## Excerpted text
Kermit performed the hit singles "Bein' Green" in 1970 for Sesame Street and "Rainbow Connection" in 1979 for The Muppet Movie, the first feature-length film featuring the Muppets. Kermit's original performance of "Rainbow Connection" reached No. 25 on the Billboard Hot 100 and was added to the Library of Congress's National Recording Registry in 2021. Henson performed Kermit until his death in 1990, and then Steve Whitmire performed Kermit from that time until his dismissal in 2016. Kermit has been performed by Matt Vogel from 2017. He was also voiced by Frank Welker in Muppet Babies and occasionally in other animation projects, and is voiced by Matt Danner in the 2018 reboot of Muppet Babies.

Kermit's look and voice have been recognizable in popular culture worldwide for many decades, and in 2006, the character was credited as the author of Before You Leap: A Frog's Eye View of Life's Greatest Lessons, an "autobiography" told from the perspective of the character himself.

History and development
Kermit the Frog first appeared on May 9, 1955, in the premiere of WRC-TV's Sam and Friends. This prototype Kermit was created from a discarded turquoise spring coat belonging to Jim Henson's mother and two ping pong ball halves for eyes.

Initially, Kermit was a vague lizard-like creature. He subsequently made a number of television appearances before his status as a frog was established in the television special Hey, Cinderella! in 1969. His triangular-pointed collar was added at the time to make him seem more frog-like and to conceal the seam between his head and body. According to Michael K. Frith, the relatively simple construction of the Kermit puppet allows the performer's arm and hand to produce a wide range of expression and gestures.

Naming
The origin of Kermit's name is a subject of some debate. It is often claimed that Kermit was named after Henson's childhood friend Kermit Scott, from Leland, Mississippi. However, Karen Falk, head archivist and board of directors member for the Jim Henson Legacy organization, denies this claim on the Jim Henson Company's website:

Joy DiMenna, the only daughter of Kermit Kalman Cohen who worked as a sound engineer at WBAL-TV during Jim Henson's time with Sam and Friends, recalls that the puppet was named after her father. According to Kermit Cohen's obituary, as well as DiMenna and Lenny Levin, a colleague of Mr. Cohen's at WBAL:

Another common belief is that Kermit was named for Kermit Love, who worked with Henson in designing and constructing Muppets, particularly on Sesame Street, but Love's association with Henson did not begin until well after Kermit's creation and naming, and he always denied any connection between his name and that of the character.

[Data from a point labeling set]
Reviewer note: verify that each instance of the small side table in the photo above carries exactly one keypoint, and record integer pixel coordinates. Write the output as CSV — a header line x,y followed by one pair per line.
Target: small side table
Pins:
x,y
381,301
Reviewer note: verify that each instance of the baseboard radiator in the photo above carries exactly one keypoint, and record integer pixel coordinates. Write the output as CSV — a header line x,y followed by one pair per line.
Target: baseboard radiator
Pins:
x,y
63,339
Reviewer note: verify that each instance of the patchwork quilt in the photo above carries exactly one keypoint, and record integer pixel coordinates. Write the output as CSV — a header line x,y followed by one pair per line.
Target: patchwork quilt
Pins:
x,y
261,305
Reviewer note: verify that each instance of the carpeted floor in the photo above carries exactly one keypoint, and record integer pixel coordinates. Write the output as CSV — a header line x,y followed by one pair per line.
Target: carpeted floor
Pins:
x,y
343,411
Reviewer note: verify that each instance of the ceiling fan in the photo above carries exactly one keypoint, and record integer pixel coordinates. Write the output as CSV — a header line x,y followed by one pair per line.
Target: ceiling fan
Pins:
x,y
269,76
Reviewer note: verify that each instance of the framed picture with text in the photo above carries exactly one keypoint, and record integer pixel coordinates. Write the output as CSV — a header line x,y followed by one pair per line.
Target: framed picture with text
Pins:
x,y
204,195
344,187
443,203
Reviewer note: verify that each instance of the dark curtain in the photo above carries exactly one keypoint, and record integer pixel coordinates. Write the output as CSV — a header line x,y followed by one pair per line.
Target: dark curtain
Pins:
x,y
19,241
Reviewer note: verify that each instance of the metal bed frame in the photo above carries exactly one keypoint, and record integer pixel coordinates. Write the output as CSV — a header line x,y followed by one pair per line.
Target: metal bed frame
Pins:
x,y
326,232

## Exercise
Write a continuation of the text about Kermit the Frog, starting after its last sentence. This data has no connection to the text about Kermit the Frog.

## The response
As Sesame Street is localized for some different markets that speak languages other than English, Kermit is often renamed. In Portugal, he is called Cocas, o Sapo (sapo means "toad"), and in Brazil, his name is similar: Caco, o Sapo. In most of Hispanic America, his name is la rana René (René the Frog), while in Spain, he is named Gustavo. In the Arabic version, he is known as Kamel, which is a common Arabic male name that means "perfect". In Hungary, he is called Breki (onomatopoetic).

Characterization and performers
Jim Henson originated the character in 1955 on his local television series, Sam and Friends. Henson himself described Kermit as "kind of easy-going, very likable...sometimes slightly a wiseguy." Frank Oz remarked that Kermit possesses a natural sense of leadership within the Muppets, explaining that "he has all these zany characters and a world around him and he tries to be the center and hold everything together...sometimes he gets too much and blows his top, but essentially he kind of goes with the flow." Brian Henson described his father's performance as Kermit as "coming out of his own personality—was a wry intelligence, a little bit of a naughtiness, but Kermit always loved everyone around and also loved a good prank."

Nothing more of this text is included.